JPMorgan Chase & Co Is A Buy After Reporting Q3 Result
After reviewing the JPMorgan Chase & Co (NYSE:JPM) calendar Q3 earnings report and looking at the chart I cannot believe this stock is still trading at such a low valuation. Trading at only 17X this year’s consensus and 12X next it represents a deep-value and high-yield for dividend investors. The business has been impacted by the virus but all signs point to a solid recovery and at least stable revenue and earnings if not a return to growth. While the near-term may be impacted by volatility, the longer-term oultook is very bullish.
JP Morgan Moves Up On Mixed Report
JP Morgan’s results are better than expected but there are some weak spots to be sure. The bad news is that topline revenue came in at $29.15 billion and down sequentially and YOY. Topline revenue is down 11.6% from that last quarter and -3.0% on a YOY basis. The good news is that consensus is closer to $28.20 billion or about 335 basis points lower and segment results point to sequential if not YOY improvement for most.
On a division-basis, the core consumer an community banking revenue rose 4.0% sequentially but fell -9.0% YOY. Corporate and Investment Bank Revenue, while down on a sequential basis, is up 21% YOY with notable strength in the trading segments. Both fixed income and equity trading revenue is up 30.0% and well above the company’s previous guidance. Commercial Banking fell 4.0% sequentially and is flat YOY while Asset and Wealth Management is up 4% QoQ and 5% YOY.
While the revenue figures are encouraging, it was the bottom-line results that got the market excited. This quarter the company reported $2.92 in GAAP EPS, $0.73 better than consensus, due to a slow-down in the company’s credit-reserve build. Analysts expected JPM to squirrel away at least another $1.5 billion but it chose a much smaller $611 million. This brings the company’s total credit-reserves to nearly $19.5 billion or up a total of $15.32 billion, nearly 400%, from last year.
"We further strengthened our capital and liquidity position, increasing CET1 capital to $198 billion (13.0% CET1 ratio, up 60 basis points after paying the dividend) and liquidity sources to $1.3 trillion. Home Lending benefited from strong production margins, and combined debit and credit card spend showed positive year-over-year growth in September for the first time since the widespread shutdowns." commented Jamie Dimon, Chairman, and CEO.

+-------+

▸ Your instructions: Resume the article on JPMorgan Chase's third-quarter results, starting right after its final sentence.

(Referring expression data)
+-------+

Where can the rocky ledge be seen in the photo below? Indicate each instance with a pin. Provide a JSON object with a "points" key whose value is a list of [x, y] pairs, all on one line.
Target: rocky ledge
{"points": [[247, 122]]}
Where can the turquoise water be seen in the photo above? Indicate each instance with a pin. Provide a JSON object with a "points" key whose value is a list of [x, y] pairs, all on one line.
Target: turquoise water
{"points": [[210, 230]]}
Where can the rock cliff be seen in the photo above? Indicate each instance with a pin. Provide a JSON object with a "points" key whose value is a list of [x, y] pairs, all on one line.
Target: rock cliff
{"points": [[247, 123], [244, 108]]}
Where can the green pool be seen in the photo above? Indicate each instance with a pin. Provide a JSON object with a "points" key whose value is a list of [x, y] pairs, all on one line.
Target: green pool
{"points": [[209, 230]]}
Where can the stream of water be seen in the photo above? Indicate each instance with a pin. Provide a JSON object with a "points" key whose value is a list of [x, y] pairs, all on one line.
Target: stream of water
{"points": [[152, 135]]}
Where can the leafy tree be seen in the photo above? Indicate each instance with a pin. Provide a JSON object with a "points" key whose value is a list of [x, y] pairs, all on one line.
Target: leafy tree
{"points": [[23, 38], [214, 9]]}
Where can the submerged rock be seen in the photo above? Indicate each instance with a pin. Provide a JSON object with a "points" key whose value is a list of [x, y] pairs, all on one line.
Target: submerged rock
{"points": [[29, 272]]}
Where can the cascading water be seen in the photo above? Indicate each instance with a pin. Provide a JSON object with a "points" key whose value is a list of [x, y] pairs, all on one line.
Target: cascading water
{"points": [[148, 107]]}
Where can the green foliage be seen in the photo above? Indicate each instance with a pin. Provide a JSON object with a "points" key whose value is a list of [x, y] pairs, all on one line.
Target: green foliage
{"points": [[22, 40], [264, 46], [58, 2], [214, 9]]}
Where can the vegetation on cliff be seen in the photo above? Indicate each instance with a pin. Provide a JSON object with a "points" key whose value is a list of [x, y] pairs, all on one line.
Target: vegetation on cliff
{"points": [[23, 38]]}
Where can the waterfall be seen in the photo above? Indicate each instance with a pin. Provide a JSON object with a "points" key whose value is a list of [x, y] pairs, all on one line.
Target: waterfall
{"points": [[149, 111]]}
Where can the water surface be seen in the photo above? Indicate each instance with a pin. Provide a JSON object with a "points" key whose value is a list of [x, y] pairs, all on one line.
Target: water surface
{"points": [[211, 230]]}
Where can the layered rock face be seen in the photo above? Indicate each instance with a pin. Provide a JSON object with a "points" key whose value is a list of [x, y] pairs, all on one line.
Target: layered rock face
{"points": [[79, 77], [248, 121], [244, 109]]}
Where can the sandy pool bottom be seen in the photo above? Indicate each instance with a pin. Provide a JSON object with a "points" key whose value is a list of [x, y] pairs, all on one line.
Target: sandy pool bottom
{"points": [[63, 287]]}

+-------+

▸ Reply to the task:
JP Morgan’s Dividend Is In Great Shape
The smaller-than-expected build in credit reserves is noteworthy for two reasons. The first is that it shows growing confidence in not only the economic recovery but in the business ability to withstand expected losses. The second is that it, along with the other $15 odd billion the company has saved, sets the stock up for a nice dividend increase, assuming of course the funds aren’t needed in full to cover credit losses. Any funds not needed to protect against credit-losses will eventually move back into the free-cash column and then into investor’s accounts.
Regardless, the company is a known dividend-grower and well-positioned to continue its streak of distribution increases. JPM wasn’t able to increase as scheduled this year because of the Federal Reserve and its stress-check/COVID-related caution but there will be another and probably very soon. The company has indicated, if obliquely, that stock buybacks could resume as early as late-4th quarter 2020 which to means there is cash available not only for the dividend but for an increase as well. Until then, the 3.5% yield looks safe enough for me.
The Technical Outlook: JP Morgan Is Ready To Set New Highs
Shares of JPM stock have been wallowing near the post-COVID lows since March but look like they might be ready to move higher now. The Q3 results have shares up about 1.10% in early trading and already at a one-month high. The indicators are both bullish so further upside should be expected but there are risks. The most obvious one is the potential for resistance at the top of the trading range. Resistance may be strong at the $105 to $106 range, and then again at $115. Longer-term, I see this stock moving up to regain its pre-COVID highs within the next four quarters.